DOCUMENT SECTION
## start
The first time I went to Nyungwe forest, I was totally overwhelmed by its scenic beauty. Just driving in on the main road gives you views over this vast montane forest extending over rolling hills into the distance. Early morning is the best time to witness this sight, as the mist rises through the dense canopy. There are 13 primate species listed and you’ll be able to tick off a few monkeys on your drive in. There are several hikes and primate walks to keep you busy for days. For most people the chimp tracking is the main reason to visit, but I was particularly keen to see the big troops of over 300 colobus monkeys that reside here. I had to scramble through thick undergrowth to get to a place our guide had heard their distinctive calls. As I sat down on the forest floor for a minute, a rare localized red-throated alethe hopped up close to me to snap up some insects I had disturbed in the leaf litter. To my delight, this bird just saw me as the harmless primate that I am. After enjoying each other’s company for 10 minutes – me taking photos and it catching insects – we went our own ways. And I did get to see the colobus monkeys as well.

A fairytale forest
Overall rating

Nyungwe only became a national park in 2004, established to protect its lush rainforest that is home to a staggering 13 species of primates. These include huge troops of colobus monkeys that look like aging hippies with long white beards, plus grey-cheeked mangabey and chimpanzees. Chimps are also the main attraction in nearby Cyamudongo Forest and we were lucky enough to see several swinging in the trees and a young mum giving her baby a piggyback.

It really is like walking through a fairy tale here, with towering mahoganies and ebony trees, and it’s home to east Africa’s highest canopy walk, Uwinka Overlook, where you teeter on a gently swaying bridge some 50m above the forest. Luckily, I don’t suffer from vertigo, but people who struggle with heights might find this unnerving! This is just one part of 130km of walking trails – you’ll have to take a guide, but they serve to enhance the whole experience and help to bring the secret life of the forest alive.
## end
WHAT THE EXERCISE ASKS
Please say in what year Nyungwe became a national park, according to the Nyungwe forest text above.

Pointing records
## start
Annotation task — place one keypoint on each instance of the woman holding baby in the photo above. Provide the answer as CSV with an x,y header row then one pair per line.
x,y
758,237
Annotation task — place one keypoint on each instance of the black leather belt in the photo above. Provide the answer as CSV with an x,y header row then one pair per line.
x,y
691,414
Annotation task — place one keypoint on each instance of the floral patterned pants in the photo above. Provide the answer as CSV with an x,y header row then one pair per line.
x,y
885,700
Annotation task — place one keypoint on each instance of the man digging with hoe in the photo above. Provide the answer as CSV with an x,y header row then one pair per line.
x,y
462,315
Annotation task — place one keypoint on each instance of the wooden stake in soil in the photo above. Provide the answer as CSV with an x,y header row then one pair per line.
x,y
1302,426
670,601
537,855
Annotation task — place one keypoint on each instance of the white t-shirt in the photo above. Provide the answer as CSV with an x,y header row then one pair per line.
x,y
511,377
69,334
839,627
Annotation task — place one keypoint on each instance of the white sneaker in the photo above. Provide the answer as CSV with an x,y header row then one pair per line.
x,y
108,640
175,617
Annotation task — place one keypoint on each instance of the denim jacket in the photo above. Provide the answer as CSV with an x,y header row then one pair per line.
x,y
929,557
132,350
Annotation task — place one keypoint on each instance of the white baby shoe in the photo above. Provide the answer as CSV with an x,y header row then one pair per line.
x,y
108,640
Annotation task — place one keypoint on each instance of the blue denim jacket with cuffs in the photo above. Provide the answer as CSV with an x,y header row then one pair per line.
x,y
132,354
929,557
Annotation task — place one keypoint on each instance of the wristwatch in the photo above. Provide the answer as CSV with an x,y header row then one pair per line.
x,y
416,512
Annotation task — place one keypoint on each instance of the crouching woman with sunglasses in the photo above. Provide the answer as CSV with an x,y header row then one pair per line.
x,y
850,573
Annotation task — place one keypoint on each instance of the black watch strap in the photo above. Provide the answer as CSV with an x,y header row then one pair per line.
## end
## start
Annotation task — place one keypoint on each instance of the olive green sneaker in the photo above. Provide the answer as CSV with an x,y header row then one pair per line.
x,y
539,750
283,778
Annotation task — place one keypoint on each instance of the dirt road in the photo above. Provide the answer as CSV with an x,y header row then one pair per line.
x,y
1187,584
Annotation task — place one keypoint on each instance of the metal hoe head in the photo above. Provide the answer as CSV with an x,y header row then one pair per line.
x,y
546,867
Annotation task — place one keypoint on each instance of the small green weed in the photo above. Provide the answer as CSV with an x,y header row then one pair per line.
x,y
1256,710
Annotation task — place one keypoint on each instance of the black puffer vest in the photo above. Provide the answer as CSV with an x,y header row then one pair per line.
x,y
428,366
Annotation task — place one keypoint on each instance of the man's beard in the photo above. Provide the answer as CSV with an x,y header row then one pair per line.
## end
COMPLETED EXERCISE
2004.